> **Dataset**:
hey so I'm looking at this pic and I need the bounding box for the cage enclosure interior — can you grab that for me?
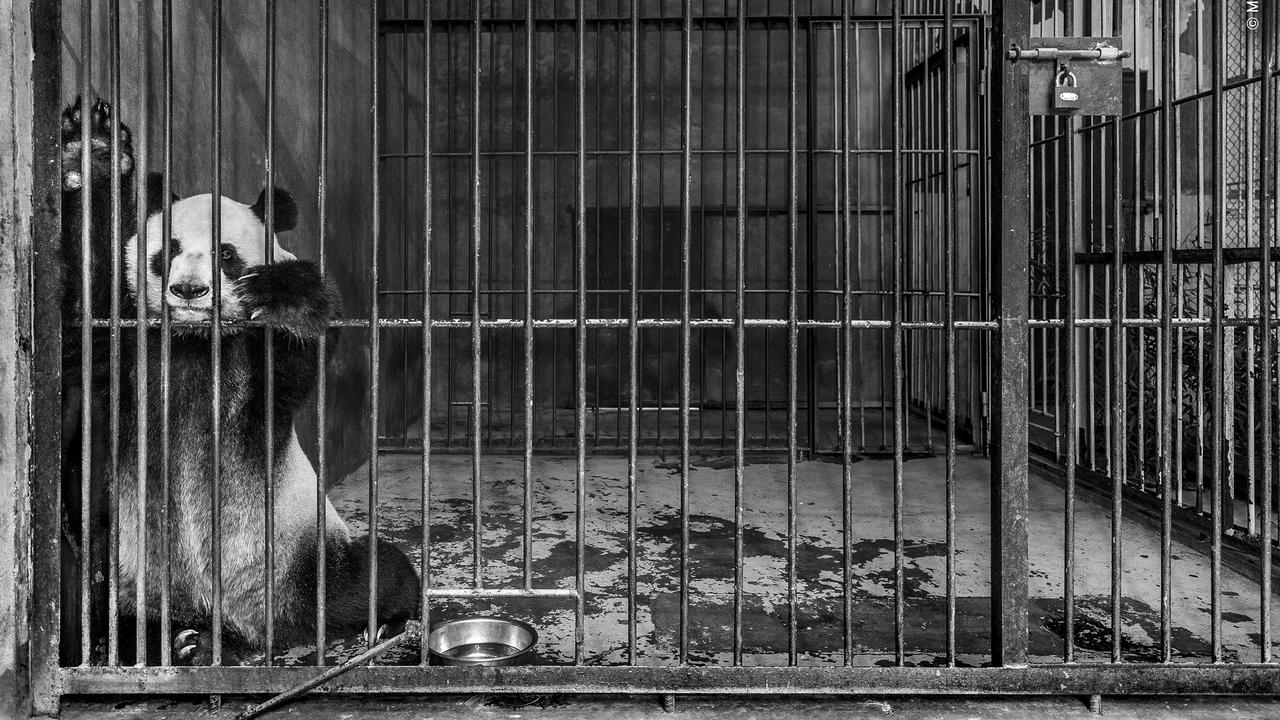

==

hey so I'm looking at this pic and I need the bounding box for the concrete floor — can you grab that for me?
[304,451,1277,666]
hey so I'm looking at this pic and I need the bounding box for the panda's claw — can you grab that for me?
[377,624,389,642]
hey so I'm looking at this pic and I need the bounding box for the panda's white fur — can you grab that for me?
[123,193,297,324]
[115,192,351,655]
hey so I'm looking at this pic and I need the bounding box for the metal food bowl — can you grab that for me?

> **What to produce**: Look above for the line with "claw — can you grab that for me?" and the line with "bowl — can you grab that for me?". Retype those two lines and every line between them exactly, adding nothing.

> **Solution for this problem**:
hey so I'm looking at this pic and I need the bounding box for the panda's claw — can you grab that for me?
[377,624,389,642]
hey so I'm looking at this pic and I need the bounding box for the panda's white fur — can you grab that for me?
[123,193,297,324]
[115,192,351,655]
hey so I'm looking at this pic and I need the bounding box for the metal food bowl — can you grab that for me?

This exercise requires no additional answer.